(Object location annotation data)
--- start ---
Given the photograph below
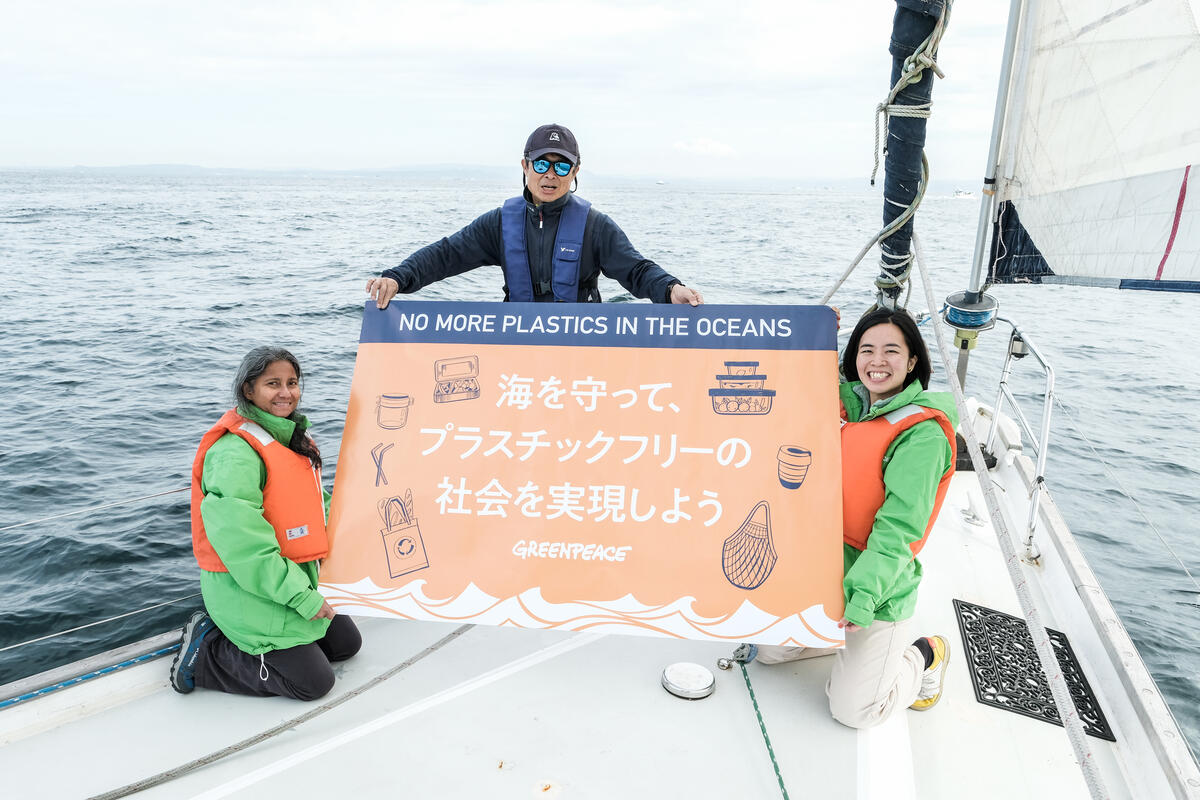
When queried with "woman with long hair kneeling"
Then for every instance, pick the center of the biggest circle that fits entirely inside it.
(898, 451)
(258, 533)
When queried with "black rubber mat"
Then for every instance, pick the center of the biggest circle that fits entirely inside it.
(1007, 674)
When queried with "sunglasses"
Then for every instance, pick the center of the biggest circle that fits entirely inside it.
(562, 168)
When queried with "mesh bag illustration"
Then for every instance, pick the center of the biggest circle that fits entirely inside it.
(402, 536)
(749, 554)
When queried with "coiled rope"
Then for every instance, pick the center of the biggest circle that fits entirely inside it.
(891, 228)
(1050, 667)
(923, 58)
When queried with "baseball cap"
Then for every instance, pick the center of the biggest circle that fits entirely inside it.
(552, 138)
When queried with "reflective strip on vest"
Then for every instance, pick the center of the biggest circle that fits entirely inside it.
(863, 447)
(567, 257)
(293, 501)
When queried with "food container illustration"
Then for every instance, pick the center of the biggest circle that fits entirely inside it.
(391, 410)
(456, 379)
(742, 401)
(742, 367)
(402, 541)
(741, 382)
(793, 465)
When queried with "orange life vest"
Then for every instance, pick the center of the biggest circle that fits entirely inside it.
(293, 500)
(863, 446)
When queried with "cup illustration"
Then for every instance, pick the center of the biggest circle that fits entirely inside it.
(391, 410)
(793, 465)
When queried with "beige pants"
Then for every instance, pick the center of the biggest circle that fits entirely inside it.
(877, 672)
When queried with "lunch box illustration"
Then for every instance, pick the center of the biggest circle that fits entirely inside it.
(457, 379)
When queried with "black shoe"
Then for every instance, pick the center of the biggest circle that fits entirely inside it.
(183, 668)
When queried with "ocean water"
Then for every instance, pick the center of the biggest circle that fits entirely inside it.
(127, 299)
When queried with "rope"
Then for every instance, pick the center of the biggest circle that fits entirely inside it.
(894, 226)
(171, 775)
(762, 727)
(107, 505)
(1067, 711)
(141, 611)
(1125, 492)
(923, 58)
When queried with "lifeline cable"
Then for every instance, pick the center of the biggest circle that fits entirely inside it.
(107, 505)
(111, 619)
(171, 775)
(1067, 711)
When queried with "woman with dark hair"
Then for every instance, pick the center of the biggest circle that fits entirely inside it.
(258, 534)
(898, 451)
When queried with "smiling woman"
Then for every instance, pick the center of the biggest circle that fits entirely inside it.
(258, 534)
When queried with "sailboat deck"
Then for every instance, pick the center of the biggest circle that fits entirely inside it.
(517, 714)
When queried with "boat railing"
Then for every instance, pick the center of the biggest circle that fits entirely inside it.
(1020, 346)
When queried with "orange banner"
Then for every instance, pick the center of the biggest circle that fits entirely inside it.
(630, 468)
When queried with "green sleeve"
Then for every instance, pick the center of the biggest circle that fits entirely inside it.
(912, 469)
(232, 510)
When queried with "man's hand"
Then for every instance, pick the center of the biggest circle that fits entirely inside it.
(382, 290)
(682, 294)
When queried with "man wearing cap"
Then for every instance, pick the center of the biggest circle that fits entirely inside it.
(551, 244)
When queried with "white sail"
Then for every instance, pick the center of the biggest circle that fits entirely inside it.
(1102, 136)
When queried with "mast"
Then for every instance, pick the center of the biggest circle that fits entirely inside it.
(973, 311)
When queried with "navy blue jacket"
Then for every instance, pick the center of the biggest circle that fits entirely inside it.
(605, 250)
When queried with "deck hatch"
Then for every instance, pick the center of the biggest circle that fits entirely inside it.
(1006, 672)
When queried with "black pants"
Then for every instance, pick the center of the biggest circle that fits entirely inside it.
(303, 672)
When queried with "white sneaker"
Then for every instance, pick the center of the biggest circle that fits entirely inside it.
(934, 677)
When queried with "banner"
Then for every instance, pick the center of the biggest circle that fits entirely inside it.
(629, 468)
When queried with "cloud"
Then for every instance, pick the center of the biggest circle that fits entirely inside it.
(703, 146)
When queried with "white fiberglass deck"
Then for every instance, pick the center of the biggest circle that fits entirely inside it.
(503, 713)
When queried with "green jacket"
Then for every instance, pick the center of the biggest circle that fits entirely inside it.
(265, 601)
(881, 582)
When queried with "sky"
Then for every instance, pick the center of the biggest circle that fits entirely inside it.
(701, 89)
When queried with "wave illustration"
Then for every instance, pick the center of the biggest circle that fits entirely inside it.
(529, 609)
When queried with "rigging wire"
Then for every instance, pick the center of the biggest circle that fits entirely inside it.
(111, 619)
(1067, 711)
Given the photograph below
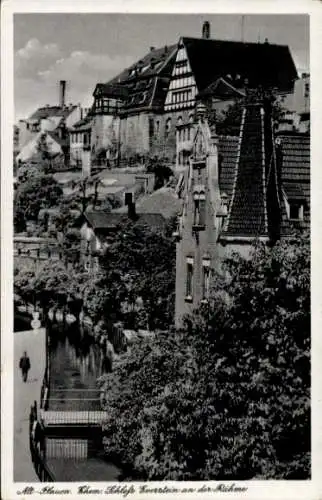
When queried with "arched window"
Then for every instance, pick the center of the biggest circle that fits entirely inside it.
(168, 126)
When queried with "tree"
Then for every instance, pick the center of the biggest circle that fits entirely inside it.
(37, 192)
(140, 267)
(228, 396)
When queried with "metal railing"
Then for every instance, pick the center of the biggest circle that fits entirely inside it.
(37, 445)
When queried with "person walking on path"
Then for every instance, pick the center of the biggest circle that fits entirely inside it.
(24, 366)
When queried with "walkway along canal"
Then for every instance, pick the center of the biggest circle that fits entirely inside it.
(65, 430)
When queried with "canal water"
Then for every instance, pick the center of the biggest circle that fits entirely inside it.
(76, 362)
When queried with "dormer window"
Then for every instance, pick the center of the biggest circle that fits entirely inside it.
(168, 126)
(294, 200)
(199, 218)
(205, 278)
(296, 211)
(189, 279)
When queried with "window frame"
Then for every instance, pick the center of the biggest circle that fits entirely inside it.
(189, 279)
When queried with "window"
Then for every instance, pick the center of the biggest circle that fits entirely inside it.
(307, 90)
(168, 126)
(205, 279)
(128, 198)
(189, 279)
(295, 211)
(199, 212)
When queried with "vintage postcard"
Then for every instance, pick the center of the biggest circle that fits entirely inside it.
(161, 249)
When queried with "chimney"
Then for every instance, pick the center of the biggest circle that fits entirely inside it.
(62, 90)
(206, 30)
(131, 212)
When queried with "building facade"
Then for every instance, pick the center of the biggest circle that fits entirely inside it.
(148, 109)
(236, 190)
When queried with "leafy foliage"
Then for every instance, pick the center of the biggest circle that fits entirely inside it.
(36, 193)
(140, 268)
(228, 396)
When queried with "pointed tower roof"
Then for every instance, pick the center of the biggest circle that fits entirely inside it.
(247, 216)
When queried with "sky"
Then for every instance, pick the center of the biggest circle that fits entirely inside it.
(86, 49)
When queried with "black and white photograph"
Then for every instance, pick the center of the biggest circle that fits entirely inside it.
(161, 251)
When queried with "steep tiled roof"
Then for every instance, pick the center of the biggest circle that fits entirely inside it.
(145, 83)
(261, 64)
(49, 111)
(151, 64)
(111, 90)
(56, 137)
(294, 166)
(247, 213)
(83, 124)
(227, 159)
(221, 88)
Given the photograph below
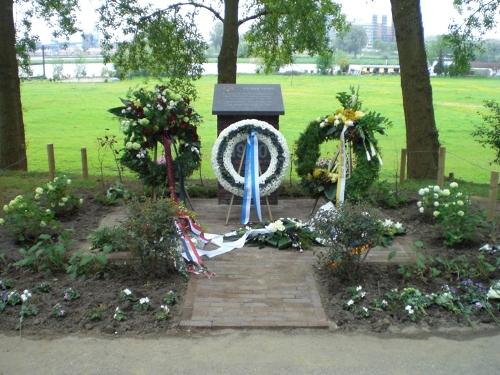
--- end ---
Aim of the exercise:
Can you write out the items above word for word, starting at their very first line and ending at the line containing "(1007, 674)", both ends included, with the pictures left out?

Exercise result:
Given the photograph below
When queried with "woman with long hair kneeling"
Then for every instance, pick the center of the biggest circle that fits entirely inside it.
(898, 451)
(258, 533)
When queried with "black rubber mat"
Then for every instance, pick the center of the biggest circle that fits entirely inside it.
(1007, 674)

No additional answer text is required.